##### INPUT DATA #####
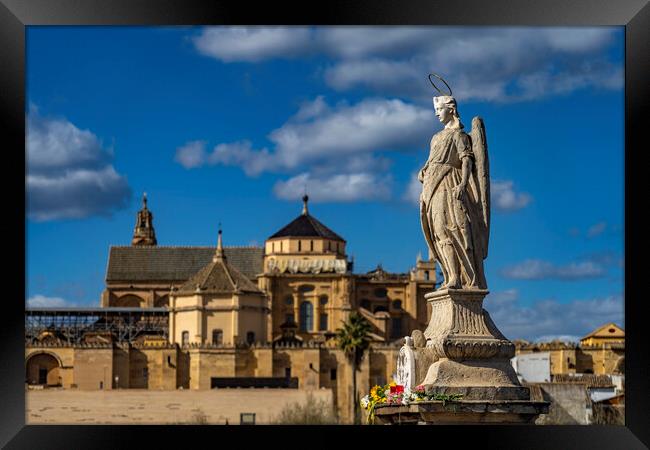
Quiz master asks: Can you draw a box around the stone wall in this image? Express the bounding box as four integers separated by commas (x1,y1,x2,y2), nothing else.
533,383,591,425
26,344,399,423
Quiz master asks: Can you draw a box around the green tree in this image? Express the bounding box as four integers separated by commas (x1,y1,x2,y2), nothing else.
336,312,372,424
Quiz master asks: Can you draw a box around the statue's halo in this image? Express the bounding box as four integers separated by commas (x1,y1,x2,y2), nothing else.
429,73,451,95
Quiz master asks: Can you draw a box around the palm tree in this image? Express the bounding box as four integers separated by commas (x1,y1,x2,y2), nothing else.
336,312,372,424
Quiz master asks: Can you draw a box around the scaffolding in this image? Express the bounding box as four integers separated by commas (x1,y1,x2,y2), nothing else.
25,308,169,345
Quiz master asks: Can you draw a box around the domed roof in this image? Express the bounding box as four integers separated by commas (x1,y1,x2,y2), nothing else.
269,195,345,242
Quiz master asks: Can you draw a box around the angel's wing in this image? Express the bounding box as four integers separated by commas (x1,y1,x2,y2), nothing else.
470,117,490,259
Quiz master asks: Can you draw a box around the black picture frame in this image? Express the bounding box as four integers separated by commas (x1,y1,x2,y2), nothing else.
0,0,650,450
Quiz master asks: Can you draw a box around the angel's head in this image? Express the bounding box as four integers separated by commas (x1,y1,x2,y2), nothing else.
433,95,463,128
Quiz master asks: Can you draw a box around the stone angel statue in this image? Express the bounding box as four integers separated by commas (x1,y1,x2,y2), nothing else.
418,87,490,289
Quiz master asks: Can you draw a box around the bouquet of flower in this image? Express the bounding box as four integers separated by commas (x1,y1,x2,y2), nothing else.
361,381,462,423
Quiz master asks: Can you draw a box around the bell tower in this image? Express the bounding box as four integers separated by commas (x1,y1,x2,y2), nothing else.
131,192,157,245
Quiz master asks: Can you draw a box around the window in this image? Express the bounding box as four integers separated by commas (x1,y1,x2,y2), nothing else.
318,313,327,331
391,317,402,338
300,302,314,331
212,330,223,345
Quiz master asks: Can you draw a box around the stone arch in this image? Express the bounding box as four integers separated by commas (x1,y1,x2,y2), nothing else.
112,294,144,308
25,352,63,386
153,295,169,308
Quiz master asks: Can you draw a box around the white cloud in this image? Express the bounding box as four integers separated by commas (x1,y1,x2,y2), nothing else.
402,172,422,204
208,141,282,176
484,289,624,341
402,176,532,212
490,180,533,212
174,141,206,169
176,97,432,176
273,173,392,202
587,222,607,238
192,26,311,62
325,59,426,93
269,99,437,168
25,109,131,221
27,294,73,308
501,259,607,281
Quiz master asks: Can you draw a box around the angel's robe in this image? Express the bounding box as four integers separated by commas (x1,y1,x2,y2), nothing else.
419,128,485,288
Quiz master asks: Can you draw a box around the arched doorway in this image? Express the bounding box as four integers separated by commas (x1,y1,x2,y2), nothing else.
153,295,169,308
26,353,62,386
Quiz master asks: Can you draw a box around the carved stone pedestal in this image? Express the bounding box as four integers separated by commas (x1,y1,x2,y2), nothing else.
418,289,519,386
375,400,549,425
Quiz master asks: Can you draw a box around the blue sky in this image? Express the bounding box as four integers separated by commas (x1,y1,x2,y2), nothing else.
26,27,624,339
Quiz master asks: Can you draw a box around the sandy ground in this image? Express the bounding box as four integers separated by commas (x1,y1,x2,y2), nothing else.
25,389,332,425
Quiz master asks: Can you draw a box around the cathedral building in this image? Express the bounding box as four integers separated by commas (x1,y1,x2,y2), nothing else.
25,195,625,422
101,196,435,344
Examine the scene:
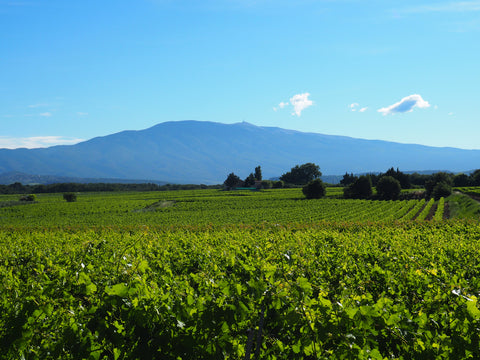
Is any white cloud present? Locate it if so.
[0,136,84,149]
[290,93,313,116]
[404,0,480,13]
[377,94,430,115]
[348,103,368,112]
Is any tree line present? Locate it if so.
[224,163,480,200]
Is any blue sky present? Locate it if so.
[0,0,480,149]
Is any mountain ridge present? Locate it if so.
[0,120,480,184]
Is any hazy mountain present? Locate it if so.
[0,121,480,184]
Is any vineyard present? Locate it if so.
[0,189,480,359]
[0,188,441,227]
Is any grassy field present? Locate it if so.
[0,189,480,359]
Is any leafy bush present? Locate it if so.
[272,180,285,189]
[343,175,372,199]
[432,182,452,200]
[261,180,273,189]
[63,193,77,202]
[377,176,402,200]
[302,179,327,199]
[20,194,37,201]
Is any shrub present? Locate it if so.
[302,179,326,199]
[343,175,372,199]
[377,176,402,200]
[261,180,273,189]
[432,182,452,200]
[63,193,77,202]
[20,194,37,201]
[272,180,285,189]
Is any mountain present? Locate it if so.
[0,121,480,184]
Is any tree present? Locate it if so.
[432,182,452,200]
[425,172,453,198]
[243,173,255,187]
[302,179,326,199]
[377,176,402,200]
[383,167,412,189]
[272,180,285,189]
[453,174,470,187]
[63,193,77,202]
[223,173,242,189]
[280,163,322,185]
[343,175,372,199]
[255,165,262,181]
[261,180,273,189]
[470,169,480,186]
[340,173,358,186]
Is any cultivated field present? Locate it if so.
[0,189,480,359]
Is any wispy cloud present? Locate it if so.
[273,93,313,116]
[290,93,313,116]
[348,103,368,112]
[0,136,85,149]
[402,1,480,13]
[377,94,430,115]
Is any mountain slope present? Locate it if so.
[0,121,480,184]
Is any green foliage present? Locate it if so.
[376,176,402,200]
[425,172,453,200]
[280,163,322,185]
[0,224,480,359]
[63,193,77,202]
[223,173,242,189]
[343,175,373,199]
[20,194,37,201]
[255,165,262,181]
[453,174,470,187]
[302,179,326,199]
[380,167,411,189]
[261,180,273,189]
[432,182,452,200]
[446,193,480,219]
[340,173,358,186]
[272,180,285,189]
[243,173,255,187]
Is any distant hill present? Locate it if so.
[0,121,480,184]
[0,171,167,185]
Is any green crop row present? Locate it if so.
[0,189,438,227]
[0,221,480,359]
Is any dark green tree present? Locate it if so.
[425,172,453,198]
[470,169,480,186]
[453,174,470,187]
[280,163,322,185]
[243,173,255,187]
[340,173,358,186]
[343,175,372,199]
[377,176,402,200]
[272,180,285,189]
[302,179,327,199]
[223,173,242,189]
[255,165,262,181]
[383,167,412,189]
[63,193,77,202]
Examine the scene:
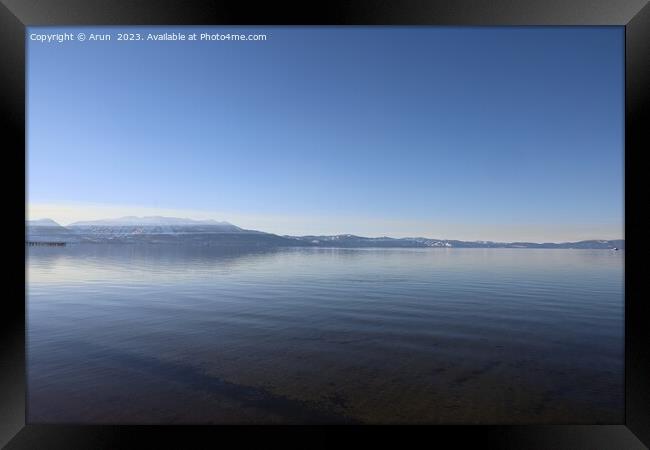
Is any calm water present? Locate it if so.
[26,245,624,423]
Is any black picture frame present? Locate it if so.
[0,0,650,449]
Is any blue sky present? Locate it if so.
[27,27,624,241]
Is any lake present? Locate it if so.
[26,244,624,424]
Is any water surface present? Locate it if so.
[26,244,624,424]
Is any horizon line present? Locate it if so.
[25,215,625,244]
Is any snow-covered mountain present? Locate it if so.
[68,216,247,235]
[68,216,241,227]
[25,216,625,249]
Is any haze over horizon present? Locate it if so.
[26,27,624,242]
[26,206,624,243]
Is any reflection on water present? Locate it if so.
[26,245,623,423]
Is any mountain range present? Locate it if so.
[25,216,625,249]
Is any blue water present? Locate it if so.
[26,244,624,424]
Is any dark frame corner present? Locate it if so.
[0,0,650,449]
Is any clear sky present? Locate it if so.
[27,27,624,242]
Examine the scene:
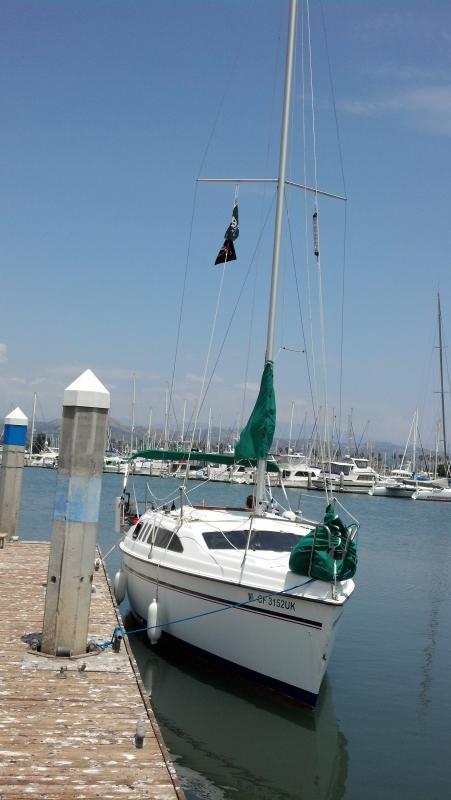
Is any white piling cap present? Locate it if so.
[63,369,110,408]
[5,406,28,425]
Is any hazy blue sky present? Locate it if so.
[0,0,451,442]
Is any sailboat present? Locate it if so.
[413,294,451,502]
[114,0,358,707]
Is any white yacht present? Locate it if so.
[115,506,354,705]
[114,0,358,706]
[313,456,379,494]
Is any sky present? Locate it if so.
[0,0,451,446]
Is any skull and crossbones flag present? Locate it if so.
[215,203,240,265]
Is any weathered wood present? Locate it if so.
[0,542,184,800]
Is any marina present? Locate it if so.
[12,470,451,800]
[0,0,451,800]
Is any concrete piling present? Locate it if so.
[41,370,110,656]
[0,407,28,540]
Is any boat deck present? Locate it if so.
[0,541,184,800]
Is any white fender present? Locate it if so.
[113,569,127,605]
[147,598,161,644]
[114,497,123,533]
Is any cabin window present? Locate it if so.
[154,528,183,553]
[137,522,151,542]
[132,522,144,539]
[202,531,299,553]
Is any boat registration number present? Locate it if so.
[248,592,296,611]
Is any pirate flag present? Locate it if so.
[215,204,240,265]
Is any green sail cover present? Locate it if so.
[235,362,276,461]
[289,503,357,581]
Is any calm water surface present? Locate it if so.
[19,469,451,800]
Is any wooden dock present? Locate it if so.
[0,541,184,800]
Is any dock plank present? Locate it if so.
[0,541,185,800]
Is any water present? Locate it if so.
[19,469,451,800]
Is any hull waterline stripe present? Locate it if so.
[124,564,323,634]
#####
=== EXERCISE INSTRUCTIONS ===
Render the stretch of data from the line containing "Is any water present? Locate it if so." through the end of the data as a two-column CSV with the header text,answer. Give each line that asks something its own row, pairing it with the answer beneath it, with each value in one quoted field and line breaks replaced by spaces.

=== SOLUTION BELOW ===
text,answer
"Is any water present? Locate it if so.","[19,469,451,800]"
"Is any hull waterline stripe present? Locate it if so.","[124,564,323,634]"